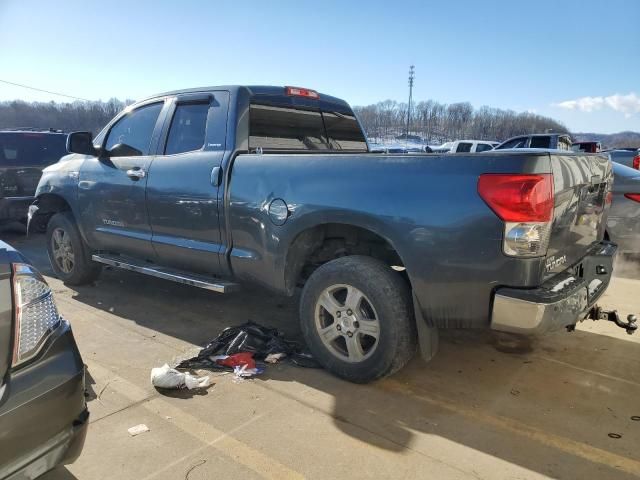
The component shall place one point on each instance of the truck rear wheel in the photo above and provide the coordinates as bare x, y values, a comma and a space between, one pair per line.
68, 254
357, 319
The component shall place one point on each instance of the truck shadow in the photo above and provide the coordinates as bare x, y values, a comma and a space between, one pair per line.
552, 410
561, 407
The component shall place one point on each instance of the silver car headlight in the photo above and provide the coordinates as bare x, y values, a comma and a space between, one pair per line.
36, 315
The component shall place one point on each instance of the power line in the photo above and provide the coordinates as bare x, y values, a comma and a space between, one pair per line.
412, 72
45, 91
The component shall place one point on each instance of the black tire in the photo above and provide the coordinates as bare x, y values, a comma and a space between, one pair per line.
385, 291
77, 267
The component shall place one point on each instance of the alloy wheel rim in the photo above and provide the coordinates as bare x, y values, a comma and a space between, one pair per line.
347, 323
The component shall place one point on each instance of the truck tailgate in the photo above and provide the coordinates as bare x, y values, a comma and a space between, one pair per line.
582, 183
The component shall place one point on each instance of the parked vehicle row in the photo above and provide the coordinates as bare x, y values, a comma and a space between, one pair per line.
275, 186
23, 155
623, 224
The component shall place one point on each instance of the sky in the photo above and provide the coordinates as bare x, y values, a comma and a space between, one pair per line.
576, 61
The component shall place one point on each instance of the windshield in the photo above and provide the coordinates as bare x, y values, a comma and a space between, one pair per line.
31, 149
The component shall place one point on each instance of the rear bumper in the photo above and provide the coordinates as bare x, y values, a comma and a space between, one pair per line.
560, 302
44, 418
14, 208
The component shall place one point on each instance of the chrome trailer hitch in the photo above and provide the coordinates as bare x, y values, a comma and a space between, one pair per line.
597, 313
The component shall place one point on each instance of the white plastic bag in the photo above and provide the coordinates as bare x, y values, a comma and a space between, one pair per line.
167, 377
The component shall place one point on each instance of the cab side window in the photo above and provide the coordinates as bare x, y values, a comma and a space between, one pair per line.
134, 130
519, 142
188, 127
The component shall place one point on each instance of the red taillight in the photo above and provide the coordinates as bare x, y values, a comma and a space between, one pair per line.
518, 197
301, 92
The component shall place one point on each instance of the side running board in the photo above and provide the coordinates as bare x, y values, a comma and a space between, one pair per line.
200, 281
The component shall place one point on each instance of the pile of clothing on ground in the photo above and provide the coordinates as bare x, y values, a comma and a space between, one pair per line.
245, 349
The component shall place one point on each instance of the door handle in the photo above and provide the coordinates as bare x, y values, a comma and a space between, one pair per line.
216, 176
136, 173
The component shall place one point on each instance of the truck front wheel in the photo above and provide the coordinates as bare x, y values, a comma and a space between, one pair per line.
356, 317
68, 254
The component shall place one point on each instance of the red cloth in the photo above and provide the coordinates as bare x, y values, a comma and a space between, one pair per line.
238, 359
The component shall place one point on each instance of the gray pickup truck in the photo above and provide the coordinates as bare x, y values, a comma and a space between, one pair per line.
220, 186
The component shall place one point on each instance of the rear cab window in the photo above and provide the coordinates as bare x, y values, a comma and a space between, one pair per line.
464, 147
541, 142
519, 142
135, 128
188, 127
286, 123
36, 149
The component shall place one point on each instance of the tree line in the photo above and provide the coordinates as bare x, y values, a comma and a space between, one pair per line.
87, 116
436, 122
432, 121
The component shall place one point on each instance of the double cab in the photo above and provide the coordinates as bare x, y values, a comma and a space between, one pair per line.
275, 186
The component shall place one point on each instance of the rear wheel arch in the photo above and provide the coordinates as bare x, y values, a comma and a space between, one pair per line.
51, 203
321, 243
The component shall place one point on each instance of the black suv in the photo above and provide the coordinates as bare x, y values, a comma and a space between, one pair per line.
43, 413
23, 155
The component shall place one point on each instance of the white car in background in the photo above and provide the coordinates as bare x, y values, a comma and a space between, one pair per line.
465, 146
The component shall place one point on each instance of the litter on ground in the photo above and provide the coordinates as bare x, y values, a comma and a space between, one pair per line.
138, 429
266, 344
167, 377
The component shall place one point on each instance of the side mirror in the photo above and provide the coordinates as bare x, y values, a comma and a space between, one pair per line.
81, 142
123, 150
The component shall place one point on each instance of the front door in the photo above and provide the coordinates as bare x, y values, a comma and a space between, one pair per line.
184, 179
111, 189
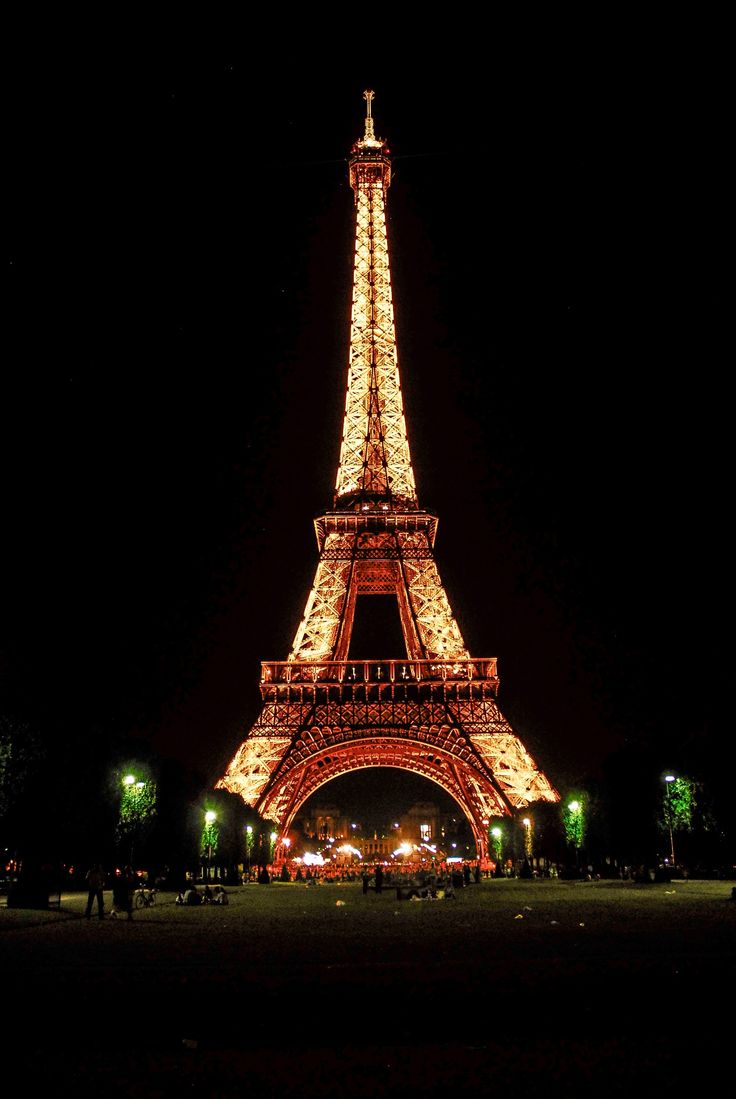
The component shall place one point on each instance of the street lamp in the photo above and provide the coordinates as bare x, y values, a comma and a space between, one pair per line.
248, 848
527, 836
132, 807
498, 847
575, 828
668, 779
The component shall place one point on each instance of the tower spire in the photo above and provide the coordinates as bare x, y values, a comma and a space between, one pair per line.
369, 135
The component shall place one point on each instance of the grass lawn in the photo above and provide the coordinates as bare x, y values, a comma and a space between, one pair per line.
320, 990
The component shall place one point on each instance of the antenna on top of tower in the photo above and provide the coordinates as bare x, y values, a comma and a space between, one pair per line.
369, 135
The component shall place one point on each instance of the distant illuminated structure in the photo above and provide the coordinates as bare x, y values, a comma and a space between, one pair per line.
433, 711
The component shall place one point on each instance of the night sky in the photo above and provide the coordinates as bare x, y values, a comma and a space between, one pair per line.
178, 292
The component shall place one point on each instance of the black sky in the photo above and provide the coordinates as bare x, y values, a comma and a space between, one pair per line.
178, 290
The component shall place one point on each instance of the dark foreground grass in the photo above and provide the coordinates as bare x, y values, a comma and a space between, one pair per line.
546, 987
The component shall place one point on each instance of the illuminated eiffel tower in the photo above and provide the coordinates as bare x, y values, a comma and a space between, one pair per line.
433, 711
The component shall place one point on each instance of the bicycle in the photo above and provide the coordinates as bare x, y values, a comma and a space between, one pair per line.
144, 897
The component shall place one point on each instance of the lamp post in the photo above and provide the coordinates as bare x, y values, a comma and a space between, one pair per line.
132, 790
498, 847
210, 818
668, 779
576, 809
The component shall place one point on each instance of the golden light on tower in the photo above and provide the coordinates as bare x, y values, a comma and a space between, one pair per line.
432, 710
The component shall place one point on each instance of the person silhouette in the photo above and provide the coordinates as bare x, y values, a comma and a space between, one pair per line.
95, 879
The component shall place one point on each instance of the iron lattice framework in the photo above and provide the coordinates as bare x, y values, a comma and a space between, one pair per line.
435, 712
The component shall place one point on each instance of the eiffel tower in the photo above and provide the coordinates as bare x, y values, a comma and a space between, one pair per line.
433, 711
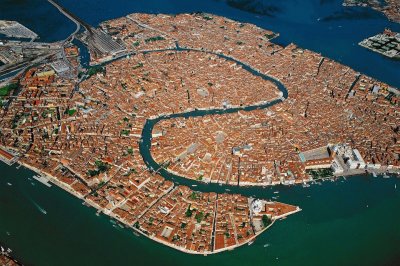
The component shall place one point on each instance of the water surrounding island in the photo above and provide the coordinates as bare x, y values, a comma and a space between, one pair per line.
348, 222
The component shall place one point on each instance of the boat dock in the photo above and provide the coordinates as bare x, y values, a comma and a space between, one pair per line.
7, 157
42, 180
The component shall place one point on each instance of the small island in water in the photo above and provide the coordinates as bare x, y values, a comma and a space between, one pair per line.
191, 96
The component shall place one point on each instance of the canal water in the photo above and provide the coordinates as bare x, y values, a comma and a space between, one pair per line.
348, 222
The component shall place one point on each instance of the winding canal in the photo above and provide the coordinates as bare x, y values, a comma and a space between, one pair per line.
145, 143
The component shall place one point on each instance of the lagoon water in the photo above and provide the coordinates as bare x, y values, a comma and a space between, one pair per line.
354, 222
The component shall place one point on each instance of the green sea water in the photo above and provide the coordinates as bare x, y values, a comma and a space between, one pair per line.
352, 222
348, 222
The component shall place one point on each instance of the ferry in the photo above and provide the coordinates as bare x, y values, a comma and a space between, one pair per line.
385, 175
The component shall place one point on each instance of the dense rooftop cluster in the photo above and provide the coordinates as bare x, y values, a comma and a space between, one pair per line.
391, 8
84, 134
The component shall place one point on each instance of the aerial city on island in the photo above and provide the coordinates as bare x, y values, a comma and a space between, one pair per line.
197, 96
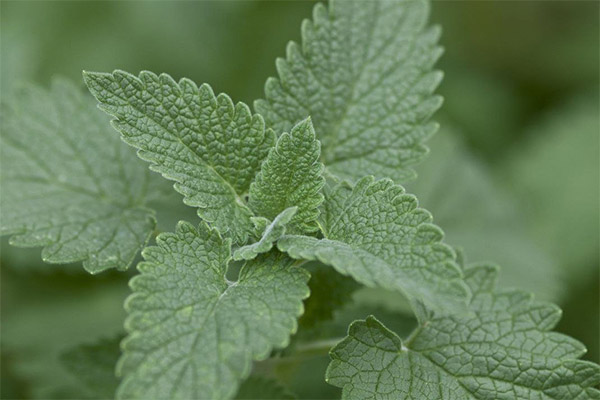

══════════════════════════════

Copy every line of the records above that contains the string "grass". Case counts.

# Written solution
The component shall place one point on each instance of the grass lawn in the photo above and provide the coordinates as bare x, y values, a comma and a space between, one pair per line.
The component shall place one point on each instance of the dark foreground grass in the photo above and provide the coordinates as bare x, y values, a comma and a space between, one pair per line.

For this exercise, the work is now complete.